Instructions to follow:
Recast every line of the listing below as a Markdown table with two columns, "No." for the row number and "Line" for the text, skipping blank lines. Omit the pictures from the table.

Unprocessed records
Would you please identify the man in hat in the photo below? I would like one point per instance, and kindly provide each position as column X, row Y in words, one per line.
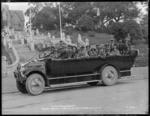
column 107, row 51
column 101, row 51
column 74, row 52
column 82, row 52
column 93, row 51
column 120, row 46
column 115, row 51
column 112, row 43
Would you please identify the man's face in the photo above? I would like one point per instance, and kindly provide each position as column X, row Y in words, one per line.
column 88, row 47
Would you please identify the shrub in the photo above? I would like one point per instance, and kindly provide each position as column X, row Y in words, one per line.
column 85, row 23
column 120, row 30
column 91, row 34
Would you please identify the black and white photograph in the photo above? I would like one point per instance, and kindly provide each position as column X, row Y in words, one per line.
column 74, row 57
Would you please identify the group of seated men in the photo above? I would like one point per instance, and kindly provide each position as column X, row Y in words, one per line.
column 63, row 51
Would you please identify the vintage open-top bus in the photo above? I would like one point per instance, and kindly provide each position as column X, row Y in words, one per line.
column 42, row 71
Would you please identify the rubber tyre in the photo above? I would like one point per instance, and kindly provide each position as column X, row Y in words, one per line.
column 109, row 75
column 93, row 83
column 21, row 87
column 31, row 80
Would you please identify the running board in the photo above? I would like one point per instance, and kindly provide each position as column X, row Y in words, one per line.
column 73, row 76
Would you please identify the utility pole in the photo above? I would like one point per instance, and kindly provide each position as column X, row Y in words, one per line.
column 30, row 23
column 60, row 22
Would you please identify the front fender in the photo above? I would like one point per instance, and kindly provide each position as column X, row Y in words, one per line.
column 42, row 73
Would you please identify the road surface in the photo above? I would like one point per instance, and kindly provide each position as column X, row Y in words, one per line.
column 128, row 96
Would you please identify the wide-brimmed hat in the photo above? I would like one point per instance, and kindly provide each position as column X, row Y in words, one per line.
column 112, row 38
column 93, row 47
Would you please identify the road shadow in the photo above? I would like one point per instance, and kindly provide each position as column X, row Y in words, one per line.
column 70, row 88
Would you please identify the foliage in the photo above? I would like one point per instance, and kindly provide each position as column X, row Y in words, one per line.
column 91, row 34
column 120, row 30
column 85, row 23
column 85, row 16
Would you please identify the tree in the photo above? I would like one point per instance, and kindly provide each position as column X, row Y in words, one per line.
column 117, row 11
column 85, row 23
column 120, row 30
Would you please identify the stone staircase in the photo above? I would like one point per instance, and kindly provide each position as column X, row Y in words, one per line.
column 23, row 51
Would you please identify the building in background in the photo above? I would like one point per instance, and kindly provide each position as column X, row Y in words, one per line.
column 12, row 18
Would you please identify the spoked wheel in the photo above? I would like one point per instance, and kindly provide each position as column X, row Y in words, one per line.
column 35, row 84
column 21, row 87
column 109, row 75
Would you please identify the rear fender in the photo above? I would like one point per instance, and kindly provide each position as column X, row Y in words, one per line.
column 99, row 69
column 42, row 74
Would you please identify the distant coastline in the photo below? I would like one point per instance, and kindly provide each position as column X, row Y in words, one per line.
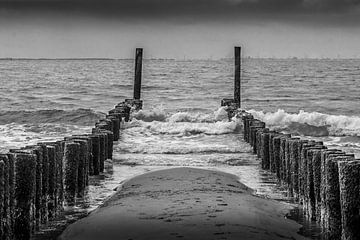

Response:
| No. | Line |
|---|---|
| 1 | Would you please identify the man in hat in the photo below? I would like one point per instance, and kindly provide each position as column X, row Y in words, one per line. |
| 2 | column 107, row 51 |
| 3 | column 101, row 51 |
| 4 | column 74, row 52 |
| 5 | column 82, row 52 |
| 6 | column 93, row 51 |
| 7 | column 120, row 46 |
| 8 | column 115, row 51 |
| 9 | column 112, row 43 |
| 10 | Would you please identify the man's face in the photo above? I would like one point per instance, and kindly provide each position as column X, row Y in words, one per line. |
| 11 | column 88, row 47 |
| 12 | Would you please identify the shrub in the photo above? I would like one point per instance, and kindly provide each position as column X, row Y in words, one per line. |
| 13 | column 85, row 23 |
| 14 | column 120, row 30 |
| 15 | column 91, row 34 |
| 16 | Would you please identify the black and white photograph in the photo above? I would like one point per instance, and kindly provide each position as column X, row Y in words, one per line. |
| 17 | column 74, row 57 |
| 18 | Would you please identify the group of seated men in the photo above? I would like one point per instance, and kindly provide each position as column X, row Y in words, one per line. |
| 19 | column 63, row 51 |
| 20 | Would you please identify the vintage open-top bus in the photo above? I would like one point per instance, and kindly provide each position as column X, row Y in words, one per line. |
| 21 | column 42, row 71 |
| 22 | Would you please identify the rubber tyre in the photo above? I would like one point per instance, and kindly provide each position as column X, row Y in words, one per line. |
| 23 | column 109, row 75 |
| 24 | column 93, row 83 |
| 25 | column 21, row 87 |
| 26 | column 31, row 80 |
| 27 | Would you please identify the running board in the photo above? I would like one point per instance, and kindly provide each position as column X, row Y in words, one per line. |
| 28 | column 73, row 76 |
| 29 | Would you please identify the utility pole in the photo above? I would like one point per instance, and kindly provide each position as column X, row Y in words, one per line. |
| 30 | column 30, row 23 |
| 31 | column 60, row 22 |
| 32 | Would you please identify the front fender in the photo above? I would like one point per instance, and kindly provide each position as column X, row Y in words, one per line. |
| 33 | column 42, row 73 |
| 34 | Would you please identify the road surface in the photo above? I would like one point per instance, and kindly provide each position as column X, row Y in words, one per line. |
| 35 | column 128, row 96 |
| 36 | Would you please identify the wide-brimmed hat in the photo above? I would like one point per instance, and kindly provide each position as column X, row Y in words, one per line. |
| 37 | column 112, row 38 |
| 38 | column 93, row 47 |
| 39 | Would you please identify the road shadow in the photo above? I would like one point per instance, and kindly provide each position as column X, row Y in words, one per line. |
| 40 | column 70, row 88 |
| 41 | Would you please identify the foliage in the photo above? I would like one point per instance, and kindly provide each position as column X, row Y in words, one per line. |
| 42 | column 91, row 34 |
| 43 | column 120, row 30 |
| 44 | column 85, row 23 |
| 45 | column 85, row 16 |
| 46 | Would you please identify the tree in the photo above? I would like one point per instance, and kindly provide each position as column X, row Y in words, one per line. |
| 47 | column 117, row 11 |
| 48 | column 85, row 23 |
| 49 | column 120, row 30 |
| 50 | Would you please identify the stone staircase in the photo above? I would like one point per instance, and kindly provide each position as column X, row Y in words, one per line. |
| 51 | column 23, row 51 |
| 52 | Would you please identify the building in background in the photo above? I would like one point per instance, and kindly provide each position as column X, row Y in words, one per line. |
| 53 | column 12, row 18 |
| 54 | Would you please identify the spoked wheel in the photo above? I would like one point per instance, and kindly provide each position as column X, row Y in words, one per line. |
| 55 | column 35, row 84 |
| 56 | column 21, row 87 |
| 57 | column 109, row 75 |
| 58 | Would you please identify the rear fender in the photo above? I would like one point per instance, and kindly provide each position as column X, row Y in words, one per line. |
| 59 | column 99, row 69 |
| 60 | column 42, row 74 |
| 61 | Would you please identify the distant coastline in the photo below? I would like one point per instance, and kindly provide each position as column X, row Y in words, one per line. |